WORK TO DO: Write out the records below word for word, leaving out the pictures.

MATERIAL TO PROCESS:
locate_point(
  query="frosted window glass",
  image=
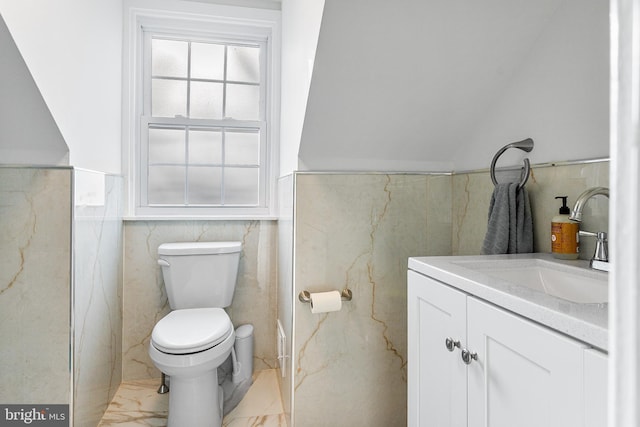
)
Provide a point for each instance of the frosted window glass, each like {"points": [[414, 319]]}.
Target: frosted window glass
{"points": [[243, 64], [241, 186], [205, 147], [169, 58], [166, 185], [242, 148], [169, 98], [207, 61], [243, 102], [206, 100], [166, 145], [204, 185]]}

REPLY TO THE TASK:
locate_point(
  query="frosted window glass",
  image=
)
Provide a point for each instance of the frosted window glass, each like {"points": [[414, 319]]}.
Target: frosted window glass
{"points": [[243, 64], [241, 186], [205, 147], [169, 58], [166, 185], [242, 148], [169, 98], [207, 61], [243, 102], [206, 100], [166, 145], [204, 185]]}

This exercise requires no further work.